• **ASSIGNMENT**:
Present the following entries again, word for word and in full.

*** DATA RECORDS Section Begins ***

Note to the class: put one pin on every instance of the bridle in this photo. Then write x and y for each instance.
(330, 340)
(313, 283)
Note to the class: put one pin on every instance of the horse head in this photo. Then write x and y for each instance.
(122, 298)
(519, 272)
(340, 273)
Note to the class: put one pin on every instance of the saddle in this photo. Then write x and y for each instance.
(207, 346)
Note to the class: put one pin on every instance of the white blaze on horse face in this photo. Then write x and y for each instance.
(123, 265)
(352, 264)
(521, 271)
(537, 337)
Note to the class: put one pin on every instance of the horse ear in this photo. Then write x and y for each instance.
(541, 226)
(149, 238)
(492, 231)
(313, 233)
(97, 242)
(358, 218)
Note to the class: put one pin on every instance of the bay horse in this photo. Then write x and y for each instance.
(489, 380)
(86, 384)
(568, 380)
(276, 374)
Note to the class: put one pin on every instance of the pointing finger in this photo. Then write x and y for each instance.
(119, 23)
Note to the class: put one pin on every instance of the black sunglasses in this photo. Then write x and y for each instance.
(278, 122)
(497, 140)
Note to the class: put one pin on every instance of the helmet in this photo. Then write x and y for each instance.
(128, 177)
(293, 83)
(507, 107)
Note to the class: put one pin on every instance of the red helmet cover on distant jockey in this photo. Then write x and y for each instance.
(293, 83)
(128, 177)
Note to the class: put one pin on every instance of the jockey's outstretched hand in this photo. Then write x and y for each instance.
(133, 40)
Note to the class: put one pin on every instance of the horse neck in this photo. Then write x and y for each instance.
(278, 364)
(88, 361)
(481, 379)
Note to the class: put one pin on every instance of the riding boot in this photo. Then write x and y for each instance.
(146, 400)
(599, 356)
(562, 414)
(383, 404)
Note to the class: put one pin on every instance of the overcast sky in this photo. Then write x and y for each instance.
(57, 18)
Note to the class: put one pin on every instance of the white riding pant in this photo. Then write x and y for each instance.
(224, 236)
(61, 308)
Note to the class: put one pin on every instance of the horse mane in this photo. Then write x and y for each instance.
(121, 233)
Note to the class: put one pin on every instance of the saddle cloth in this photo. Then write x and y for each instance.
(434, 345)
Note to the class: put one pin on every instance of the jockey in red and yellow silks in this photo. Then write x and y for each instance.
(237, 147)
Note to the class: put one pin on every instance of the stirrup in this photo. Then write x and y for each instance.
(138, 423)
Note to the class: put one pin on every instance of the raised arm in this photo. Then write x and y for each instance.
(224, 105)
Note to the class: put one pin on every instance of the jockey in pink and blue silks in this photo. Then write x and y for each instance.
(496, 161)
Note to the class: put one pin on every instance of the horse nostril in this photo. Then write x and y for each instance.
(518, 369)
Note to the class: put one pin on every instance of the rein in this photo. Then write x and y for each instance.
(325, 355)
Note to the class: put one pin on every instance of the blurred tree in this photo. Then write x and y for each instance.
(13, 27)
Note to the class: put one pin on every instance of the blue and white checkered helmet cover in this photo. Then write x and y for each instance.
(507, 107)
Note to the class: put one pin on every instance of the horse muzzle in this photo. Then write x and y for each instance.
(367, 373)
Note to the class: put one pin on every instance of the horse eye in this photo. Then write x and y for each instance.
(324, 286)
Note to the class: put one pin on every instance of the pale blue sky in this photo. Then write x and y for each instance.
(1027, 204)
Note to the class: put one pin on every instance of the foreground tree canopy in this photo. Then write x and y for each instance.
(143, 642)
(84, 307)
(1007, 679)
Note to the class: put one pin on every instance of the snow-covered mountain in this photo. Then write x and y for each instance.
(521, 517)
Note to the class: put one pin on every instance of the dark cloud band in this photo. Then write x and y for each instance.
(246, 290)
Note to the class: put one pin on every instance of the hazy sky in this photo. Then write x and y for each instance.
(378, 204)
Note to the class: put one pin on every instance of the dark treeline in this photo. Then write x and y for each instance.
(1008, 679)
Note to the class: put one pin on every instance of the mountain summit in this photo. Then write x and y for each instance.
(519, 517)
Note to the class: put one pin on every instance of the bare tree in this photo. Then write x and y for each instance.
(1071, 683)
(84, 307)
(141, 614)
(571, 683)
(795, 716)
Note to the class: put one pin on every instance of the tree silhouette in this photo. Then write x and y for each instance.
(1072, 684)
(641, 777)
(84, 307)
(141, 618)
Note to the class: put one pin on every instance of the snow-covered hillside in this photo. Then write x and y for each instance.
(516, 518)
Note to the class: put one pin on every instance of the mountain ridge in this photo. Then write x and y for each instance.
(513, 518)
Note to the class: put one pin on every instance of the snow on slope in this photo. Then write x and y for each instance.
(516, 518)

*** DATA RECORDS Section Ends ***

• **WRITTEN SOLUTION**:
Note to the class: put one pin on every instance of the bridle in this photo. Then write x and y for each instance.
(330, 340)
(313, 283)
Note to the class: put one pin on every instance of the horse head in this photo. Then write x and y for each instance.
(122, 298)
(519, 272)
(340, 273)
Note to the class: put one pin on every instance of the saddle in this photo. Then write x and y for each instance.
(207, 346)
Note to the class: put one pin on every instance of the white blaze on horse face in this photo. Then write x and y for each instance.
(123, 265)
(352, 264)
(521, 271)
(537, 337)
Note to the class: put one pin on every instance of the horse ear in this photo. Then write x and y for each instance.
(541, 226)
(149, 238)
(492, 231)
(313, 233)
(97, 242)
(358, 218)
Note to the class: put one pin on every instance of the bay horse in this photo. Then write x and y for each instance.
(489, 380)
(86, 384)
(568, 380)
(276, 374)
Note to the class: put one pin on every instance of the pointing finger in this photo. Then write x and y for each instance.
(119, 23)
Note to the class: put one pin on every instance of the black sunglasses in this photo. Then write x and y for each instance.
(278, 122)
(497, 140)
Note to the class: put one pin on every instance of the helmet in this photo. Then write x and y for each instance.
(128, 177)
(293, 83)
(507, 107)
Note to the class: put one pin on every instance of the red helmet cover on distant jockey in this photo. Then write x and y for each instance.
(293, 83)
(128, 177)
Note to the class: put one pin on every instance of the jockey's outstretched hand in this photo. Then write x and y for each instance.
(133, 40)
Note to the class: put one pin on every instance of the horse neck in this photo. Then write x and y for each instance.
(278, 364)
(88, 361)
(481, 379)
Note to the class: put one pin on every instance of the riding boot in this photo. Then write x and y for each instance.
(146, 400)
(599, 356)
(562, 414)
(383, 404)
Note to the class: put one pin on every instance of the overcast sky in this photo. Then write x and y for each instance.
(57, 18)
Note to the class: put one pin on every instance of the white riding pant in this photo. Then write x and y for each instance.
(224, 236)
(61, 308)
Note to the class: put one pin on every instance of the horse mane in this photo. Then write x and y for each instance.
(121, 233)
Note to the class: put one pin on every instance of the saddle cloth in this photo. Then write x and y for each instance.
(434, 345)
Note to the class: put one pin on every instance of the jockey in red and yellow silks in this photo. Then write x and y for each instance.
(237, 147)
Note to the class: put one pin on every instance of the stirrup in this photo. Then write x and y for each instance.
(138, 423)
Note to the class: put one pin on every instance of the raised arm in this photo. Then write x and y for each instance.
(224, 105)
Note to the class: put one pin on every instance of the jockey in pink and blue silks in this photo. Then write x and y for each instance.
(496, 161)
Note to the class: put one pin on every instance of the horse nostril in this photo. Then write x and y for each instance.
(518, 369)
Note to the class: put one pin on every instance of the rein in this photo. Then write x and y for each instance.
(325, 355)
Note to the class: put one pin on every instance of the blurred tree in this photo. Then write x and y for each instance.
(13, 27)
Note to the class: put one pin on every instance of the blue and white checkered helmet cover in this photo. Then write x and y for each instance.
(507, 107)
Note to the class: put one pin on every instance of the horse muzzle in this photo. Then write x and y for each instance.
(367, 373)
Note to the class: put one pin on every instance of the horse eye in this photo. Then write x and y for each instance.
(324, 286)
Note to the class: put one pin on every instance of the pale blue sky in this photo. Then write x and y for each instance.
(1027, 204)
Note to the class: put one pin on every instance of the foreground tree canopy in this photo. Then write x and y for each instance.
(143, 642)
(84, 307)
(1007, 679)
Note to the class: put one pin on every instance of the snow-covered mountain in this photo. Then write x and y for each instance.
(521, 517)
Note to the class: put one pin on every instance of the dark cloud band in this photo. Then write x and y for each instance.
(246, 290)
Note to the class: put one pin on every instance of the hazy sky in this photo. Then write x and y for each instance.
(378, 204)
Note to the class: put one pin on every instance of the dark treeline in this photo. Then write x and y for each instance.
(1008, 679)
Note to the class: put one pin on every instance of the mountain summit in this photo. Then write x and y for each instance.
(519, 517)
Note to the class: put one pin on every instance of the bare tree in this photo. Then write x and y for each instance.
(1071, 683)
(84, 307)
(141, 614)
(571, 683)
(795, 716)
Note to the class: put one pin on every instance of the tree silhouette in this photo. Then write x and y for each instance.
(1072, 684)
(641, 777)
(84, 307)
(141, 618)
Note to the class: put one pin on every instance of the snow-covered hillside in this photo. Then write x and y for each instance.
(516, 518)
Note to the class: put one pin on every instance of the mountain ridge in this photo. Then write x and y for each instance.
(513, 518)
Note to the class: put one pin on every instance of the snow on slope in this photo. Then write x and y for each instance.
(516, 518)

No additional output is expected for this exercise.